Segment Start: Document section

Until the fourteenth century, when Japanese society
came to admire monks and hermits for their spiritual asceticism, wabi was a
pejorative term used to describe cheerless, miserable outcasts. Even today,
undertones of desolation and abandonment cling to the word, sometimes used to
describe the helpless feeling you have when waiting for your lover. It also
carries a hint of dissatisfaction in its underhanded criticism of gaud and
ostentation-the defining mark of the ruling classes when wabisuki (a taste for
all things wabi) exploded in the sixteenth century. In a country ruled by
warlords who were expected to be conspicuous consumers, wabi became known as
"the aesthetic of the people"-the lifestyle of the everday samurai, who had
little in the way of material comforts.
Sabi by itself means "the bloom of time." It connotes
natural progression-tarnish, hoariness, rust-the extinguished gloss of that
which once sparkled. It's the understanding that beauty is fleeting. The word's
meaning has changed over time, from its ancient definition, "to be desolate,"
to the more neutral "to grow old." By the thirteenth century, sabi's meaning
had evolved into taking pleasure in things that were old and faded. A proverb
emerged: "Time is kind to things, but unkind to man.
Sabi things carry the burden of their years with
dignity and grace: the chilly mottled surface of an oxidized silver bowl, the
yielding gray of weathered wood, the elegant withering of a bereft autumn
bough. An old car left in a field to rust, as it transforms from an eyesore
into a part of the landscape, could be considered America's contribution to the
evolution of sabi. An abandoned barn, as it collapses in on itself, holds this
mystique.

Segment End: Document section
Segment Start: Records supplied

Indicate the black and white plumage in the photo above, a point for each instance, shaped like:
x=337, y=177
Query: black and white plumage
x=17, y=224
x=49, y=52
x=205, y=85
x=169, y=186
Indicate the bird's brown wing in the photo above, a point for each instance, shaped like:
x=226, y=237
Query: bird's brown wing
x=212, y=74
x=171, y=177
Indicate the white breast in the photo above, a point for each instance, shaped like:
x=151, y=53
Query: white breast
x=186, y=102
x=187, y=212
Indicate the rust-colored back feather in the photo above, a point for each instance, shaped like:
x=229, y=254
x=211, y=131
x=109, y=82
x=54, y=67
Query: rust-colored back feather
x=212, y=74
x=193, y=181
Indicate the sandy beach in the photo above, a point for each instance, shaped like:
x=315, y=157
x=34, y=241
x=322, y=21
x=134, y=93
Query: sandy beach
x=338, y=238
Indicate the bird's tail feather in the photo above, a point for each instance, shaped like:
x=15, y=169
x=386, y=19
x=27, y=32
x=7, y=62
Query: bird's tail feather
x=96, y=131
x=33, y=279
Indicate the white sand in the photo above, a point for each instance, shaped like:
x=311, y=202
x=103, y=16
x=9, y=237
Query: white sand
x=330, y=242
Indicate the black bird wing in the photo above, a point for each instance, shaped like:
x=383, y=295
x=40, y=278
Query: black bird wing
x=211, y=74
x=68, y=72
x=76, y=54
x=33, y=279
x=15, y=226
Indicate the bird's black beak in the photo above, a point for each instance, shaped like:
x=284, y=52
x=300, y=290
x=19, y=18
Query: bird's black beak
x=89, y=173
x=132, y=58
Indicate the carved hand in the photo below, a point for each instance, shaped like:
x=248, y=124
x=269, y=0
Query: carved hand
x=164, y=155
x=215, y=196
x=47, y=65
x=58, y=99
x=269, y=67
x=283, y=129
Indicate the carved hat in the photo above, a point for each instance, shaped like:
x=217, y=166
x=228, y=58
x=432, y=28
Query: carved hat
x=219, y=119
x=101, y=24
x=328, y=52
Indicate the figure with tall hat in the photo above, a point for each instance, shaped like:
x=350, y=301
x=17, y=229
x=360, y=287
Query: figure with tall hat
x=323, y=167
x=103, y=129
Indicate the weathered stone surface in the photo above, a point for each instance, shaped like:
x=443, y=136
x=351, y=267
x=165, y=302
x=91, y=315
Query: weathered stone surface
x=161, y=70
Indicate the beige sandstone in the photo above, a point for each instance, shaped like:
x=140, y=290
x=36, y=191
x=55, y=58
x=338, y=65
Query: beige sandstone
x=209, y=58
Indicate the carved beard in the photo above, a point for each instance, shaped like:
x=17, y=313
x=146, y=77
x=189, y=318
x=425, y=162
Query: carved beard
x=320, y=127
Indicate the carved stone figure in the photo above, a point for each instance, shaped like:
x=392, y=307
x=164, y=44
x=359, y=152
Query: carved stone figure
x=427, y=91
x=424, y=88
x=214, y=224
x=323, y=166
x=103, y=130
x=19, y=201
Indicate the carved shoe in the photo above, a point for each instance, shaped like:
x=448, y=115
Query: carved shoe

Segment End: Records supplied

--- Required work ---
Carry on the passage about wabi and sabi from its last sentence, keeping its tone and style.

--- Response box ---
There's an aching poetry in things that carry this
patina, and it transcends the Japanese. We Americans are ineffably drawn to old
European towns with their crooked cobblestone streets and chipping plaster, to
places battle scarred with history much deeper than our own. We seek sabi in
antiques and even try to manufacture it in distressed furnishings. True sabi
cannot be acquired, however. It is a gift of time.
So now we have wabi, which is humble and simple, and
sabi, which is rusty and weathered. And we've thrown these terms together into
a phrase that rolls off the tongue like Ping-Pong. Does that mean, then, that
the wabi-sabi house is full of things that are humble, plain, rusty, and
weathered? That's the easy answer. The amalgamation of wabi and sabi in
practice, however, takes on much more depth.
In home decor, wabi-sabi inspires a minimalism that
celebrates the human rather than the machine. Possessions are pared down, and
pared down again, until only those that are necessary for their utility or
beauty (and ideally both) are left. What makes the cut? Items that you both
admire and love to use, like those hand-crank eggbeaters that still work just
fine. Things that resonate with the spirit of their makers' hands and hearts:
the chair your grandfather made, your six-year-old's lumpy pottery, an afghan
you knitted yourself (out of handspun sheep's wool, perhaps). Pieces of your
own history: sepia-toned ancestral photos, baby shoes, the Nancy Drew mysteries
you read over and over again as a kid.
Wabi-sabi interiors tend to be muted, dimly lit, and
shadowy-giving the rooms an enveloping, womblike feeling. Natural materials
that are vulnerable to weathering, warping, shrinking, cracking, and peeling
lend an air of perishability. The palette is drawn from browns, blacks, grays,
earthy greens, and rusts. This implies a lack of freedom but actually affords
an opportunity for innovation and creativity. In Japan, kimonos come in a
hundred different shades of gray. You simply have to hone your vision so you can see, and feel, them all.